Dalla specializzazione all’integrazione: il nuovo mondo del lavoro AI-driven
Ecco allora che il Prompt Engineer lascia la scena. Ma non è un addio drammatico. È piuttosto una metamorfosi. Perché le aziende non hanno smesso di cercare figure esperte di IA – tutt’altro. Solo che oggi le cercano con un orizzonte più ampio. Vogliono AI Trainer, che sappiano plasmare il modo in cui l’IA apprende. Vogliono AI Data Specialist, custodi della qualità e dell’etica dei dati. Vogliono AI Security Specialist, guardiani di sistemi sempre più autonomi ma anche vulnerabili. Figure che sappiano muoversi lungo tutto il ciclo di vita dell’intelligenza artificiale, dal dataset alla produzione.

────

▶ [Compito da svolgere]
Modifica il testo sul lavoro nell'era dell'IA riscrivendo il passo che parte dalle parole "Dalla specializzazione all’integrazione: il" e si chiude dopo "dataset alla produzione.", con "metamorfosi" sostituito da "trasformazione".

────

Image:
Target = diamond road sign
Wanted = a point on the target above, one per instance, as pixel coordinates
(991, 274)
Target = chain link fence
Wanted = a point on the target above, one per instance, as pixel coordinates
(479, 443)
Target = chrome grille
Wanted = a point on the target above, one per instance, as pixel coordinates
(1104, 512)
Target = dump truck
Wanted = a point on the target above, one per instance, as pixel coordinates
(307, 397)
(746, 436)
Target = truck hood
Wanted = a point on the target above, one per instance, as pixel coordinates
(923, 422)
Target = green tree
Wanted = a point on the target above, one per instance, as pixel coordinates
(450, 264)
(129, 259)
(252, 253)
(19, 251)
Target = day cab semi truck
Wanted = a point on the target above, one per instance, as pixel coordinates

────

▶ [Risultato]
Dalla specializzazione all’integrazione: il nuovo mondo del lavoro AI-driven
Ecco allora che il Prompt Engineer lascia la scena. Ma non è un addio drammatico. È piuttosto una trasformazione. Perché le aziende non hanno smesso di cercare figure esperte di IA – tutt’altro. Solo che oggi le cercano con un orizzonte più ampio. Vogliono AI Trainer, che sappiano plasmare il modo in cui l’IA apprende. Vogliono AI Data Specialist, custodi della qualità e dell’etica dei dati. Vogliono AI Security Specialist, guardiani di sistemi sempre più autonomi ma anche vulnerabili. Figure che sappiano muoversi lungo tutto il ciclo di vita dell’intelligenza artificiale, dal dataset alla produzione.